**What you are asked to do:**
Each record should be returned exactly as it is written.

**Given data:**
·····
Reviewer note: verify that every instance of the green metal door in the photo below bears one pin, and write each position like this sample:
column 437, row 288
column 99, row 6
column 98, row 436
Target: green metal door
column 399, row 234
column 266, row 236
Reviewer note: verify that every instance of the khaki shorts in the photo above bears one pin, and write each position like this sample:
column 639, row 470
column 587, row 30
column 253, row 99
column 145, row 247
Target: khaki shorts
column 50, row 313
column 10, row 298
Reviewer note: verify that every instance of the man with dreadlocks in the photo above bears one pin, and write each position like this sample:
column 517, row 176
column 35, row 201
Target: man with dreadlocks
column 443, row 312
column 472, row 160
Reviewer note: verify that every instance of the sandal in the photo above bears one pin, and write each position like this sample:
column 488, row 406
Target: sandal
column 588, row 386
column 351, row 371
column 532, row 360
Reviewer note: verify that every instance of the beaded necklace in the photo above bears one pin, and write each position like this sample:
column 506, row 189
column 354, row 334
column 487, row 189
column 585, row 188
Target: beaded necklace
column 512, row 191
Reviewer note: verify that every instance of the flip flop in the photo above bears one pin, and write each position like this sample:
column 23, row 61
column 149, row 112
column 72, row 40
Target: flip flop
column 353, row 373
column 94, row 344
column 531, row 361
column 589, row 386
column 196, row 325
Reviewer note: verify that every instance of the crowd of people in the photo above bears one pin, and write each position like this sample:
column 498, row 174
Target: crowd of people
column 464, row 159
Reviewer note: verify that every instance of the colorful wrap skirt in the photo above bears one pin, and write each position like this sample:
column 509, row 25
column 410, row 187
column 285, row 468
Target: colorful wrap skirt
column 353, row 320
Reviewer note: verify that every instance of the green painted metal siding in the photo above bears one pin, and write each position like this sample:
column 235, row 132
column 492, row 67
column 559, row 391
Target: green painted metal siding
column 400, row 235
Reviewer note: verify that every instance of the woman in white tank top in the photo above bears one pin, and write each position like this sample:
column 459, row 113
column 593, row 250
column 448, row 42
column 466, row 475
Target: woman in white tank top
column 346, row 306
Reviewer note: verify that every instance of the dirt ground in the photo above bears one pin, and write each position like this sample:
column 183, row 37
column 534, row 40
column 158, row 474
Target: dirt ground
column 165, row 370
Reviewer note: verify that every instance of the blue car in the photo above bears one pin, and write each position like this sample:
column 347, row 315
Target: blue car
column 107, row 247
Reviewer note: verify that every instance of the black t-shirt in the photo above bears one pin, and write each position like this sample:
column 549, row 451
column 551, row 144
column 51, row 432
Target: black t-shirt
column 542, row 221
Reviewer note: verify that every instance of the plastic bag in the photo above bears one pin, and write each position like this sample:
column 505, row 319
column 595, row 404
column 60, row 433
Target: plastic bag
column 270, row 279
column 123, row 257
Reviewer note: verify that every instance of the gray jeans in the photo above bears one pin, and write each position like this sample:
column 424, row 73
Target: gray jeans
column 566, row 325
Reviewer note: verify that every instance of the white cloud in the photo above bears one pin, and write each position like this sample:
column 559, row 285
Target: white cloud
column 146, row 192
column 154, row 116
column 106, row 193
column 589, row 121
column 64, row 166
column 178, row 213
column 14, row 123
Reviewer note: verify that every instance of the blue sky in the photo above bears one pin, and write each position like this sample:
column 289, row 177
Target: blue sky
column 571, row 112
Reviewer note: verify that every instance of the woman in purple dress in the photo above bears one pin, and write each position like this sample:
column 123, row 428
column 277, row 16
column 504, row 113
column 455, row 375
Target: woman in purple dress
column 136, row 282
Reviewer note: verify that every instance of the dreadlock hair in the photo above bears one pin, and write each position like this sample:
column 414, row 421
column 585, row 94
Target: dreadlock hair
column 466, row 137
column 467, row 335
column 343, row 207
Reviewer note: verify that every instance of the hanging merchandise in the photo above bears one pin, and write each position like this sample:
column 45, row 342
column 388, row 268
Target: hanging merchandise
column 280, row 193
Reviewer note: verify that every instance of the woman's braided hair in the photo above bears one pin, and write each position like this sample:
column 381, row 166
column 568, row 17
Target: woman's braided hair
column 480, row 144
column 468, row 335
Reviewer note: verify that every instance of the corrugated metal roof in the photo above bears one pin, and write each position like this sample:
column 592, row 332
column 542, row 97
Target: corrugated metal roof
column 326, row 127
·····
**Written solution:**
Reviewer note: verify that every instance of the green metal door in the photo below bears one pin, and write each position like this sample:
column 437, row 288
column 99, row 6
column 98, row 436
Target: green metal door
column 399, row 234
column 266, row 236
Reviewer note: verify that every instance of the khaki shorts in the photo above bears one pin, and write each position like this sample:
column 639, row 470
column 587, row 30
column 253, row 99
column 145, row 247
Target: khaki shorts
column 50, row 313
column 10, row 298
Reviewer note: verify that every instance of the man with dreadlocks in the photo above bears one pin, and write each position like this sample:
column 517, row 176
column 35, row 201
Target: man with dreadlocks
column 443, row 312
column 472, row 160
Reviewer note: verify that every instance of the sandal in the photo above bears one pin, and write each position like this sample:
column 488, row 406
Target: sandal
column 588, row 386
column 351, row 371
column 532, row 360
Reviewer note: verify that every instance of the beaded necklace in the photo above bears one pin, and write each position like this sample:
column 506, row 189
column 354, row 334
column 487, row 189
column 585, row 188
Target: beaded necklace
column 512, row 191
Reviewer note: verify that every instance of the flip flop in the photo above bears one pin, and write each position like this sample:
column 23, row 61
column 149, row 112
column 72, row 40
Target: flip flop
column 353, row 373
column 94, row 344
column 531, row 361
column 589, row 386
column 196, row 325
Reviewer note: verify that every instance of the crowd of people in the photo above bears one pin, and write each position like this sample:
column 498, row 174
Target: crowd of people
column 464, row 159
Reviewer note: verify that every instance of the colorful wrap skirt in the photo above bears one pin, and write each position like this sample:
column 509, row 25
column 410, row 187
column 285, row 468
Target: colorful wrap skirt
column 353, row 320
Reviewer note: verify that every instance of the green painted metal siding in the photo above bears one pin, and write each position like this sample:
column 235, row 132
column 492, row 67
column 559, row 391
Target: green painted metal siding
column 400, row 235
Reviewer note: verify that every instance of the woman in white tank top in the photo above bears one pin, and write each position like this sample:
column 459, row 113
column 593, row 250
column 448, row 42
column 466, row 475
Target: woman in white tank top
column 346, row 306
Reviewer note: verify that every instance of the dirt ground in the photo above bears one pin, and write each position like this sample:
column 183, row 37
column 534, row 40
column 158, row 474
Target: dirt ground
column 165, row 370
Reviewer note: verify that every instance of the blue car in the photo above bears one pin, and write each position like this sample:
column 347, row 315
Target: blue car
column 107, row 247
Reviewer note: verify that every instance of the black t-shirt in the photo above bears one pin, and write each position like this sample:
column 549, row 451
column 551, row 144
column 51, row 432
Target: black t-shirt
column 542, row 221
Reviewer note: verify that every instance of the plastic bag in the photo above bears one pin, and write each position like this sample:
column 505, row 319
column 595, row 404
column 60, row 433
Target: plastic bag
column 270, row 279
column 123, row 257
Reviewer note: verify that every instance of the gray jeans in the photo above bears one pin, and write each position like this sample:
column 424, row 73
Target: gray jeans
column 566, row 325
Reviewer note: verify that every instance of the white cloud in the photo above bears one pin, and write each position like this sample:
column 559, row 285
Target: white cloud
column 146, row 192
column 154, row 116
column 106, row 193
column 589, row 121
column 64, row 166
column 178, row 213
column 14, row 123
Reviewer note: verify that every instance of the blue sky in the photo above bears one pin, and write each position like this sample:
column 289, row 177
Target: blue sky
column 571, row 112
Reviewer note: verify that every instance of the woman in purple dress in the photo above bears one pin, and write each position like this sample:
column 123, row 428
column 277, row 16
column 504, row 113
column 455, row 375
Target: woman in purple dress
column 136, row 282
Reviewer note: verify that every instance of the dreadlock hair in the photo above bears one pin, and write each position like this sample:
column 414, row 421
column 585, row 94
Target: dreadlock hair
column 466, row 137
column 467, row 335
column 343, row 207
Reviewer note: verify that every instance of the hanging merchandise in the photo above bears one pin, and write each position like this sample:
column 45, row 342
column 388, row 268
Target: hanging merchandise
column 280, row 193
Reviewer note: verify that every instance of the woman's braided hair in the photo above bears one pin, and write each position like this sample:
column 381, row 166
column 568, row 17
Target: woman's braided hair
column 480, row 144
column 468, row 335
Reviewer note: verify that every instance of the corrugated metal roof in the photo above bears one pin, and write each position like this sample:
column 592, row 332
column 542, row 97
Target: corrugated metal roof
column 326, row 127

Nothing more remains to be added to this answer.